Given entries:
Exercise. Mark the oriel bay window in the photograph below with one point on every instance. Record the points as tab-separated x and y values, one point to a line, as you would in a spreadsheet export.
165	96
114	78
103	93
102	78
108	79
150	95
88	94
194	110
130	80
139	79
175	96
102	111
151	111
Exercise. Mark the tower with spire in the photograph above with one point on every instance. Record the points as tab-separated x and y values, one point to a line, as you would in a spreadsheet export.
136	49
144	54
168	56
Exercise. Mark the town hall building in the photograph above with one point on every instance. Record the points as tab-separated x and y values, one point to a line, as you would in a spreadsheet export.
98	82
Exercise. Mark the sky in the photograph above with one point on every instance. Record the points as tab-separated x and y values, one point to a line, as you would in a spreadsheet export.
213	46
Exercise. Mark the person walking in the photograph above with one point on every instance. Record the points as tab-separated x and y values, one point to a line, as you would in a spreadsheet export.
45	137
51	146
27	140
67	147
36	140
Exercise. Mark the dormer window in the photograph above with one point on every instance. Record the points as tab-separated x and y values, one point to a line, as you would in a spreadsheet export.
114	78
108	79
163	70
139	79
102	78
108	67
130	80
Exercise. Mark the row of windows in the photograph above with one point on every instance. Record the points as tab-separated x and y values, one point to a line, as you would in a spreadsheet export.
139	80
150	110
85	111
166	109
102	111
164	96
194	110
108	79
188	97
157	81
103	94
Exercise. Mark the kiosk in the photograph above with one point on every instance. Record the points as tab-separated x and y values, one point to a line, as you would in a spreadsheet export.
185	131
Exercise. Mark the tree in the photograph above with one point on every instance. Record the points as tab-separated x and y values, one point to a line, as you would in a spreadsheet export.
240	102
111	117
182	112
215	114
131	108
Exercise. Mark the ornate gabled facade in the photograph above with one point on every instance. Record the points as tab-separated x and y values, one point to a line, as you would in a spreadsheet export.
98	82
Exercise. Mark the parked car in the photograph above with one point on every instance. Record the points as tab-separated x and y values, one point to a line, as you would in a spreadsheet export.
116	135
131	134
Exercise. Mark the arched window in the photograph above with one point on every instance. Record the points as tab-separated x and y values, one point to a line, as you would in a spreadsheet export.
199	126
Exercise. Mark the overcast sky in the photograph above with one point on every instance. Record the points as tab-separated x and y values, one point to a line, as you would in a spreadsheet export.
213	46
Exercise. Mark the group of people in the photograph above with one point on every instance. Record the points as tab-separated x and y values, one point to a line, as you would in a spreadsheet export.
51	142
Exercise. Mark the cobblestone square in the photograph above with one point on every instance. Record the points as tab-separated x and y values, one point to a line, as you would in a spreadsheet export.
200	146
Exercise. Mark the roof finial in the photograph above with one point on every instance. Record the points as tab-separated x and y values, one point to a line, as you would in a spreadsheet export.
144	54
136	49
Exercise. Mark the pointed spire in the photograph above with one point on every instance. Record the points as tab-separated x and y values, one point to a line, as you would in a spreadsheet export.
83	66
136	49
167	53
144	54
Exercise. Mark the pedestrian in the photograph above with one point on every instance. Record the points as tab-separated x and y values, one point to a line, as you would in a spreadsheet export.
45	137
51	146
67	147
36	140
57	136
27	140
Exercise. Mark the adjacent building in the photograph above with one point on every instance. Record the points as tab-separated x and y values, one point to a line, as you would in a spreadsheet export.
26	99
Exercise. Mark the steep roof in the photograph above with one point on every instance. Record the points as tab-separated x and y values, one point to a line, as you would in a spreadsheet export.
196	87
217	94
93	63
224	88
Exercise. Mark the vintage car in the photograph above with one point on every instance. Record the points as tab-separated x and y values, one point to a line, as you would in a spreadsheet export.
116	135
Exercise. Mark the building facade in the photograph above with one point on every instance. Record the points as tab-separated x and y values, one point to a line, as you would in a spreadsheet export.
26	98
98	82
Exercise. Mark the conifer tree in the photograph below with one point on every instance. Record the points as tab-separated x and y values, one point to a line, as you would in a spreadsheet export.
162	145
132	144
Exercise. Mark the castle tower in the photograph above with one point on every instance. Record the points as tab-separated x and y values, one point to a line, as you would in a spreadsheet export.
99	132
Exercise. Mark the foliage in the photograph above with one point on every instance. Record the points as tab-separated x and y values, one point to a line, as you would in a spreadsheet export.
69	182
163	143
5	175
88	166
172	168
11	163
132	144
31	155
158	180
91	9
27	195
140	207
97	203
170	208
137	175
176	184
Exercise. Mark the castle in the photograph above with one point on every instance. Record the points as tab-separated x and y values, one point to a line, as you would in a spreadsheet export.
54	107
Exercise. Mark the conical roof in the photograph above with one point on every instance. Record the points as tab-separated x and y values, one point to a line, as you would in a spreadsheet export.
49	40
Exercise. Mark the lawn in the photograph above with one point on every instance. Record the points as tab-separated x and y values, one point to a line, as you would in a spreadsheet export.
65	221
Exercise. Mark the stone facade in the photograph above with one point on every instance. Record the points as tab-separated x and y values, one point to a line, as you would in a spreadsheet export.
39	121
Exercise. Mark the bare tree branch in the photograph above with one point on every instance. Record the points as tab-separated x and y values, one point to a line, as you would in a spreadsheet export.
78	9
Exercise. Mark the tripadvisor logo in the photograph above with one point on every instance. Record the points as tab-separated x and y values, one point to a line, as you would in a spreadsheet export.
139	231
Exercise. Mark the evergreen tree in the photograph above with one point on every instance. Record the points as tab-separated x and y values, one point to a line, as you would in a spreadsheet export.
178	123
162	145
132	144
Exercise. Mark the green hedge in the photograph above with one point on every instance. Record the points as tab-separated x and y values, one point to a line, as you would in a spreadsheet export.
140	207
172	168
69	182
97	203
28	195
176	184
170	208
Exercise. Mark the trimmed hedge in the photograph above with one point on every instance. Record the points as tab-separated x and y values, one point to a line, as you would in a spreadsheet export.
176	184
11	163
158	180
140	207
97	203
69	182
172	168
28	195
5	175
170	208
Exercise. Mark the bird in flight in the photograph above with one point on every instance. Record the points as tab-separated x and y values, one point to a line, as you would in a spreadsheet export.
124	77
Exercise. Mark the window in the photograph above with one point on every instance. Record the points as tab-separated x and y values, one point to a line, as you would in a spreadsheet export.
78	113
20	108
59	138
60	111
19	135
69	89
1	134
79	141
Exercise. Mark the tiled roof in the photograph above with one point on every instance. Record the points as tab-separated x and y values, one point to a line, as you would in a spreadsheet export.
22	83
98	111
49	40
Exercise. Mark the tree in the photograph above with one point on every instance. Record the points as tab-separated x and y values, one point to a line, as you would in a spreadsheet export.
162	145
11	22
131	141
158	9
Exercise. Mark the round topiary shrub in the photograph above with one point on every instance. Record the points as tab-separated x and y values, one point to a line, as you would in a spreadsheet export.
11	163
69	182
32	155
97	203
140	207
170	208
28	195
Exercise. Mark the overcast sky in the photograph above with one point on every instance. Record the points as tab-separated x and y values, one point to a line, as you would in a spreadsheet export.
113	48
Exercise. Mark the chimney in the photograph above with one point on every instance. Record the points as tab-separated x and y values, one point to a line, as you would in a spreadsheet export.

Assigned task:
The whole of the data above must be given again, unaltered and complete.

Response to the task:
Exercise. Mark the oriel bay window in the photograph below with one point on every instance. Record the points as tab-separated x and y values, one point to a line, as you would in a spreadsheet export.
165	96
114	78
103	93
102	78
108	79
150	95
88	94
194	110
130	80
139	79
175	96
102	111
151	111
Exercise. Mark the tower with spire in the photograph above with one point on every instance. Record the points as tab-separated x and y values, one point to a line, as you would in a spreadsheet export.
136	49
144	54
168	56
Exercise. Mark the town hall building in the photograph above with one point on every instance. Record the points as tab-separated x and y values, one point to a line, as you would in a spreadsheet export.
98	82
Exercise. Mark the sky in the photograph above with one point on every instance. Record the points as tab-separated x and y values, one point to a line, as you would in a spreadsheet export.
213	46
Exercise. Mark the person walking in the photograph above with one point on every instance. Record the points as tab-separated x and y values, one point to a line, as you would in a spreadsheet export.
45	137
51	146
27	140
67	147
36	140
Exercise. Mark the dormer window in the photograph above with one point on every instance. Record the points as tab-separated x and y values, one point to a line, as you would in a spreadsheet export.
114	78
108	79
163	70
139	79
102	78
108	67
130	80
Exercise. Mark the row of windows in the photograph above with one point on every instance. Record the points as tab-separated x and y values, one point to a line, as you would in a spreadsheet export.
139	80
150	110
85	111
166	109
102	111
164	96
194	110
108	79
188	97
157	81
103	94
Exercise. Mark the kiosk in the photograph above with one point on every instance. Record the points as tab-separated x and y values, one point to a line, as you would in a spreadsheet export.
185	131
Exercise. Mark the tree in the photograph above with one point on every instance. Record the points as tab-separated x and y values, one point to a line, as you would in a spreadsheet export.
240	102
111	117
182	112
215	114
131	108
Exercise. Mark the ornate gabled facade in the photograph above with one point on every instance. Record the points as tab-separated x and y values, one point to a line, as you would in a spreadsheet export.
98	82
Exercise. Mark the parked car in the photograph above with one point on every instance. Record the points as tab-separated x and y values, one point to a line, as you would in a spreadsheet export.
116	135
131	134
Exercise. Mark the arched window in the photograph above with one point on every instance. Record the points as tab-separated x and y values, one point to a line, as you would in a spreadsheet export.
199	126
Exercise. Mark the overcast sky in the photograph above with one point on every instance. Record the points as tab-separated x and y values, one point to a line, as you would in a spreadsheet export.
213	46
Exercise. Mark the group of people in the photograph above with one point on every instance. Record the points as tab-separated x and y values, one point to a line, as you would in a spreadsheet export.
51	142
Exercise. Mark the cobblestone square in the photograph above with one point on every instance. Record the points as tab-separated x and y values, one point to a line, as you would in a spreadsheet export.
200	146
Exercise. Mark the roof finial in the photograph above with one point on every instance. Record the points as tab-separated x and y values, one point to a line, as you would in a spreadsheet export.
144	54
136	49
Exercise. Mark the pointed spire in the photograph above with one point on every instance. Record the points as tab-separated x and y values, one point to a line, as you would in a spreadsheet export.
83	66
136	49
167	53
144	54
Exercise. Mark the pedestrian in the photograph above with one point on every instance. Record the points as tab-separated x and y values, one point to a line, as you would in a spreadsheet export.
45	137
51	146
67	147
36	140
57	136
27	140
Exercise. Mark the adjacent building in the photograph above with one point on every instance. Record the points as tab-separated x and y values, one point to a line, as you would in a spreadsheet export.
26	99
Exercise. Mark the steep roof in the photograph above with one point on every instance. Record the points as tab-separated x and y values, one point to a line, as you would in a spreadsheet export.
196	87
217	94
93	63
224	88
Exercise. Mark the vintage car in the photograph above with one point on every instance. Record the points as tab-separated x and y values, one point to a line, as you would in a spreadsheet export.
116	135
Exercise. Mark the building facade in the photograph above with one point on every instance. Record the points as tab-separated x and y values, one point to a line, as you would in a spreadsheet export.
26	98
98	82
Exercise. Mark the conifer tree in the photograph below with one point on every instance. Record the points as tab-separated x and y values, one point to a line, as you would in a spreadsheet export.
162	145
132	144
Exercise. Mark the castle tower in the photograph above with one point on every instance. Record the points as tab-separated x and y values, one point to a line, as you would in a spreadsheet export.
99	132
Exercise. Mark the foliage in the photograph above with one point on every instance. Record the points as tab-separated x and y values, one point to a line, as you would in a spreadsheet export.
69	182
163	143
5	175
88	166
172	168
11	163
132	144
31	155
158	180
91	9
27	195
140	207
97	203
170	208
137	175
176	184
Exercise. Mark the castle in the photograph above with one point on every instance. Record the points as tab-separated x and y values, one point to a line, as you would in a spreadsheet export.
54	107
Exercise. Mark the conical roof in the photograph above with one point on every instance. Record the points as tab-separated x and y values, one point to a line, as you would in a spreadsheet export.
49	40
Exercise. Mark the lawn in the photograph above with one point on every instance. Record the points as tab-separated x and y values, one point to a line, as you would in a spreadsheet export.
65	221
Exercise. Mark the stone facade in the photograph above with one point on every instance. Record the points as tab-separated x and y values, one point to a line, as you would in a spreadsheet export.
39	121
Exercise. Mark the bare tree branch in the photograph above with one point on every instance. Record the points as tab-separated x and y values, one point to a line, as you would in a spreadsheet export.
78	9
Exercise. Mark the tripadvisor logo in the photograph above with one point on every instance. Record the points as tab-separated x and y values, one point to a line, as you would in a spreadsheet export.
139	231
Exercise. Mark the evergreen tree in the photograph above with one point on every instance. Record the points as tab-separated x and y values, one point to a line, as you would in a spreadsheet export.
178	123
162	145
132	144
Exercise. Mark the green hedge in the photograph above with one point on every instance. Record the points as tab-separated x and y values, one point to a line, as you would in a spreadsheet export.
140	207
172	168
69	182
97	203
28	195
176	184
170	208
Exercise. Mark the trimmed hedge in the photograph above with one point on every instance. Record the points as tab-separated x and y values, one point to a line, as you would in a spreadsheet export.
176	184
11	163
158	180
140	207
97	203
69	182
172	168
28	195
5	175
170	208
Exercise. Mark the bird in flight in the photograph above with one point on every instance. Record the points as tab-separated x and y values, one point to a line, as you would in a spreadsheet export.
124	77
Exercise. Mark the window in the photograph above with one point on every instance. Record the points as tab-separated x and y values, one point to a line, as you would in a spreadsheet export.
78	113
20	108
59	138
60	111
19	135
69	89
1	134
79	141
Exercise. Mark the tiled roof in the photograph above with one point on every instance. Record the points as tab-separated x and y values, one point to a line, as you would in a spreadsheet export.
22	83
98	111
49	40
Exercise. Mark the tree in the photograph above with one point on every instance. Record the points as tab-separated x and y values, one point to a line, as you would in a spreadsheet export.
162	145
11	22
131	141
158	9
Exercise. Mark the round topiary shrub in the photograph above with one point on every instance. Record the points as tab-separated x and y values, one point to a line, as you would in a spreadsheet export.
11	163
69	182
32	155
97	203
140	207
170	208
28	195
Exercise. Mark the overcast sky in the photograph above with one point on every instance. Record the points as tab-separated x and y values, one point to a line, as you would in a spreadsheet export.
113	48
Exercise. Mark the chimney in the photograph above with one point on every instance. Record the points as tab-separated x and y values, one point to a line, as you would in a spreadsheet export.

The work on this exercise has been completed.